What you will do:
Write out, exactly as they appear, only the lines running from the line with "Q: Find one point on every instance of the snowy" to the final line of the listing; include both.

━━ Data for the task

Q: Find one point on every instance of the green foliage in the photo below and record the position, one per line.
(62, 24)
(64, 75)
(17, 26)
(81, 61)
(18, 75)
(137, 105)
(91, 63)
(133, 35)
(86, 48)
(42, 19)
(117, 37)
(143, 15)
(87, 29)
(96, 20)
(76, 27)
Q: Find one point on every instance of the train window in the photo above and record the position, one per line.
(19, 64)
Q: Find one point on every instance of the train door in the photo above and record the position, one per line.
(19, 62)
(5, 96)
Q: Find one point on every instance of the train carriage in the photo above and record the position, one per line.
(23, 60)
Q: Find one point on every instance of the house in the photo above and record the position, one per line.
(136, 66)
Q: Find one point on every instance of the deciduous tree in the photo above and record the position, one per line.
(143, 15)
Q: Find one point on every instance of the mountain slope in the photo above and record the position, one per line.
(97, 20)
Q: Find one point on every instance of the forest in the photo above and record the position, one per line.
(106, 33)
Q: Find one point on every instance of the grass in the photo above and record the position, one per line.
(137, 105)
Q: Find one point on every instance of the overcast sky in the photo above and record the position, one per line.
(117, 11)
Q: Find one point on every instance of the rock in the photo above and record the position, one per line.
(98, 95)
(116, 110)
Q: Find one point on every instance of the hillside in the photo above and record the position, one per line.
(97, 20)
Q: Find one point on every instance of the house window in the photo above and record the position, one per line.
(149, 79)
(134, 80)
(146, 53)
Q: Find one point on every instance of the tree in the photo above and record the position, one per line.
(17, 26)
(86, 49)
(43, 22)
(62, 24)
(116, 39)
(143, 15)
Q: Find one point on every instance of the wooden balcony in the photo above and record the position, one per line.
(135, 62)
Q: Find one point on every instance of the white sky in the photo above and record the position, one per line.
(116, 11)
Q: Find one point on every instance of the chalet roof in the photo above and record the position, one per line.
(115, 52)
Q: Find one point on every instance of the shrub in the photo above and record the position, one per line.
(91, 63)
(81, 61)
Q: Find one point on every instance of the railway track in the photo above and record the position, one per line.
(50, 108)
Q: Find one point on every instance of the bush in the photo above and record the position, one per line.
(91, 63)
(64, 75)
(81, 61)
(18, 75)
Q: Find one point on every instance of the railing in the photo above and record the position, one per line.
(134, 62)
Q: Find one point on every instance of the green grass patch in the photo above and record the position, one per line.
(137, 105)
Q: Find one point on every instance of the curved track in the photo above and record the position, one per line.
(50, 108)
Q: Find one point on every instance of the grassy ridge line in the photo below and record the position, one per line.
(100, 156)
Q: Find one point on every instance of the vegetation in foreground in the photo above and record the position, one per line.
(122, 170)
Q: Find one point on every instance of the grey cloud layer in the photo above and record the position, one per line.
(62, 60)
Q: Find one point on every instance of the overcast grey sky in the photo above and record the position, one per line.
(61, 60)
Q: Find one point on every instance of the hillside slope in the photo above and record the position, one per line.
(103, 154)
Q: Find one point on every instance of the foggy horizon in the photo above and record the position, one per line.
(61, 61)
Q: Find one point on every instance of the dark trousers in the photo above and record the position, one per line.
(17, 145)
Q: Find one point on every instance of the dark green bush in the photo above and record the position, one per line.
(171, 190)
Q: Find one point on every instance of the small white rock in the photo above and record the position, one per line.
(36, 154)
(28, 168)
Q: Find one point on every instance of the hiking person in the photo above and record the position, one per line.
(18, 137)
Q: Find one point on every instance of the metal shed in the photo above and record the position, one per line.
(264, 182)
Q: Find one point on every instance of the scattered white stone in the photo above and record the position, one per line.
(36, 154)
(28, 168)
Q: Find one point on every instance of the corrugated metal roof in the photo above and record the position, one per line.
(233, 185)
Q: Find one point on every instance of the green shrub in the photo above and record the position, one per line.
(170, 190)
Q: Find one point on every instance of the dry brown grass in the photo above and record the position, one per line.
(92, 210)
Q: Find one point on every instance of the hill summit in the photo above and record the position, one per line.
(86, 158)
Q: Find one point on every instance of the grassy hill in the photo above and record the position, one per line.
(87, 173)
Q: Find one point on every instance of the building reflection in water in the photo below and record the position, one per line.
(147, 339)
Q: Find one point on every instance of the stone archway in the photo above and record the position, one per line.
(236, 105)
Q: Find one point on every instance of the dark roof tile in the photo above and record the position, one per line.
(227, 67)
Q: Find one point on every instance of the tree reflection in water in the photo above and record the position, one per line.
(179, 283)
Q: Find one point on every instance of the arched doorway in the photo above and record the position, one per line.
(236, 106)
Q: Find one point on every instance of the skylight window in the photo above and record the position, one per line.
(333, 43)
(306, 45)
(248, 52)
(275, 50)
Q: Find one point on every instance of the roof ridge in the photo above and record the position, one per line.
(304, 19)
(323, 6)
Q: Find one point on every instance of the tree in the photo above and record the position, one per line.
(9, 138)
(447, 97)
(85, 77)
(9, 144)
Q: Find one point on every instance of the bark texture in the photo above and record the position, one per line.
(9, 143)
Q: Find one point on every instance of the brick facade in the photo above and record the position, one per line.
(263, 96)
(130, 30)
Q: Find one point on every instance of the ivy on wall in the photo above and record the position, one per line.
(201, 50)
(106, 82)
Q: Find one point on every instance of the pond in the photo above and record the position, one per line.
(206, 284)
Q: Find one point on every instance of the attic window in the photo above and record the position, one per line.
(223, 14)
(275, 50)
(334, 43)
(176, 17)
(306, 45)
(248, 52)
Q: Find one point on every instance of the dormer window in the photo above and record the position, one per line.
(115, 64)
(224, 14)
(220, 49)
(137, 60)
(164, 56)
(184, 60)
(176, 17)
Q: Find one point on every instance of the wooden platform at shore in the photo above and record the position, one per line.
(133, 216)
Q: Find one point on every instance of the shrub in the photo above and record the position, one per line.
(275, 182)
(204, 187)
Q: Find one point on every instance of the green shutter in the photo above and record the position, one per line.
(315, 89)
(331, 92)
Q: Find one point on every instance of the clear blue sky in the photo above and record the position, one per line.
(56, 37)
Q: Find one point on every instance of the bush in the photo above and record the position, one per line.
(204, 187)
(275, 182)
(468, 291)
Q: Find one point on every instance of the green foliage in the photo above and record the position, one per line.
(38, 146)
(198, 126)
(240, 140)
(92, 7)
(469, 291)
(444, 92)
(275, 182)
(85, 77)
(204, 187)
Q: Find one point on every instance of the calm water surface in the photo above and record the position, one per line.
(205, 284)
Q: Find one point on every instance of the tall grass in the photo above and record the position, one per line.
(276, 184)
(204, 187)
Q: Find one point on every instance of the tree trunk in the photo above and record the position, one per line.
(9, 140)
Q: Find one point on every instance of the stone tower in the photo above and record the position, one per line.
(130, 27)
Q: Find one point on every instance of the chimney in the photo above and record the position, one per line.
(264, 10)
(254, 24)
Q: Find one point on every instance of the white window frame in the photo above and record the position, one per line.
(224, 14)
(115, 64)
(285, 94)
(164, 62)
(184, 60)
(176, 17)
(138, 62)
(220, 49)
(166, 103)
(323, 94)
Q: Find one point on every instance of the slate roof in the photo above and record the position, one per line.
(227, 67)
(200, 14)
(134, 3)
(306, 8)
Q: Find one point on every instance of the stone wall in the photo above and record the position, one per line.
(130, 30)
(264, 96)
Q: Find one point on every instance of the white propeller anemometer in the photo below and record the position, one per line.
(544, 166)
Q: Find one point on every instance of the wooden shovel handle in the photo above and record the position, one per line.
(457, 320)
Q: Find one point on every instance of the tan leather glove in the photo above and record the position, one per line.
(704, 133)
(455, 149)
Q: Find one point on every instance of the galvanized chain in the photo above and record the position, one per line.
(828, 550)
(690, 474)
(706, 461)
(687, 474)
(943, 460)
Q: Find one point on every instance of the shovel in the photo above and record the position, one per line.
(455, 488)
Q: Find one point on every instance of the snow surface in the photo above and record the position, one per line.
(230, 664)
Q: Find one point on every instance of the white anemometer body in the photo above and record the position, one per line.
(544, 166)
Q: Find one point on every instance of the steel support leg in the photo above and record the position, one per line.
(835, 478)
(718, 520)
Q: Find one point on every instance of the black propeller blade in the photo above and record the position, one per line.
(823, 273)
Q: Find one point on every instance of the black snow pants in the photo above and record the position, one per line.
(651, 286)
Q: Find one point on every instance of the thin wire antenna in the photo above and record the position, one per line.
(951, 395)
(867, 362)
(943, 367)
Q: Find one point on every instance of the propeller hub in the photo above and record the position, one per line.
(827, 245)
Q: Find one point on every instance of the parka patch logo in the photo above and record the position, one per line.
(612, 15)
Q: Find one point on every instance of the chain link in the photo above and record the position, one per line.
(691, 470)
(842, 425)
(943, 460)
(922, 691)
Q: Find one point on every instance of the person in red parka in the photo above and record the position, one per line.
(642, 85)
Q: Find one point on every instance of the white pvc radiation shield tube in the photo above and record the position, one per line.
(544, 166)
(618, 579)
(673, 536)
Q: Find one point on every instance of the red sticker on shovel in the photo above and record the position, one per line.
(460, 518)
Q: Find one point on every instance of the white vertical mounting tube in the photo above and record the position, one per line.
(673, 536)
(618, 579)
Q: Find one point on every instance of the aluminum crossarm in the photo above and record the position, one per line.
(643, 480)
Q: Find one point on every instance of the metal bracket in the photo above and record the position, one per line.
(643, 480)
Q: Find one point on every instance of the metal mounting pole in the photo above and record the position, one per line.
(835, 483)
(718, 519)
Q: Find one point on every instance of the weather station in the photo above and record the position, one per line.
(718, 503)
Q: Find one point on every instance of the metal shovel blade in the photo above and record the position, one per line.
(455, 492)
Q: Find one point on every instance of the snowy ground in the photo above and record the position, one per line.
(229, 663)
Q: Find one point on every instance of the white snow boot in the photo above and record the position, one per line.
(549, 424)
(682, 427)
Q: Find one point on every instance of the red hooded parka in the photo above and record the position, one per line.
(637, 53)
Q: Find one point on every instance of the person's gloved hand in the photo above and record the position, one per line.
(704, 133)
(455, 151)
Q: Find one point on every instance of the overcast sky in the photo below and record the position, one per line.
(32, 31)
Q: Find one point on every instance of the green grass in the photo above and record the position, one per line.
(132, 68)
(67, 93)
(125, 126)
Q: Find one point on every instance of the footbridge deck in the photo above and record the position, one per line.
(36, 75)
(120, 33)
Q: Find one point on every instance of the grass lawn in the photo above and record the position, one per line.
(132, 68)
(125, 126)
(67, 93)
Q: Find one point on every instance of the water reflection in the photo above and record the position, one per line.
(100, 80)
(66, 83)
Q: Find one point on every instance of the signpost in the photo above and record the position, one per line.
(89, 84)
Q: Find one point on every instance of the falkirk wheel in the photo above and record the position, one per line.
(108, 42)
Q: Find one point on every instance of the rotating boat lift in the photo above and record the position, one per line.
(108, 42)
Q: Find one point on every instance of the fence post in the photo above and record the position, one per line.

━━━━

The answer:
Q: Find one point on every instance of the snowy ground in the photo above and record the position, one per line.
(229, 663)
Q: Find one point on every instance of the white snow boot in the photo above and record the position, one per line.
(549, 424)
(682, 427)
Q: Find one point on every instance of the red hooded parka in the photo above and record the position, one per line.
(637, 53)
Q: Find one point on every instance of the person's gloved hand in the photo above and record the position, one per line.
(704, 133)
(455, 151)
Q: Find one point on every instance of the overcast sky in the photo below and record the position, one per line.
(32, 31)
Q: Find one point on every instance of the green grass in the photo above and record the position, one per line.
(132, 68)
(67, 93)
(125, 126)
Q: Find one point on every instance of the footbridge deck in the photo above and record the position, one per line.
(36, 75)
(120, 33)
Q: Find one point on every instance of the grass lawn in the photo above and record the position, one per line.
(132, 68)
(125, 126)
(67, 93)
Q: Find one point on every instance of the water reflection in the photo above and record the position, one per line.
(100, 80)
(66, 83)
Q: Find one point on every instance of the signpost in the photo above and record the position, one per line.
(89, 84)
Q: Find one point on every instance of the falkirk wheel in the photo above and record the position, one per line.
(108, 42)
Q: Find one point on every instance of the rotating boat lift in the photo above and record the position, one per line.
(108, 42)
Q: Find one point on every instance of the fence post in the photo above and record the position, one per line.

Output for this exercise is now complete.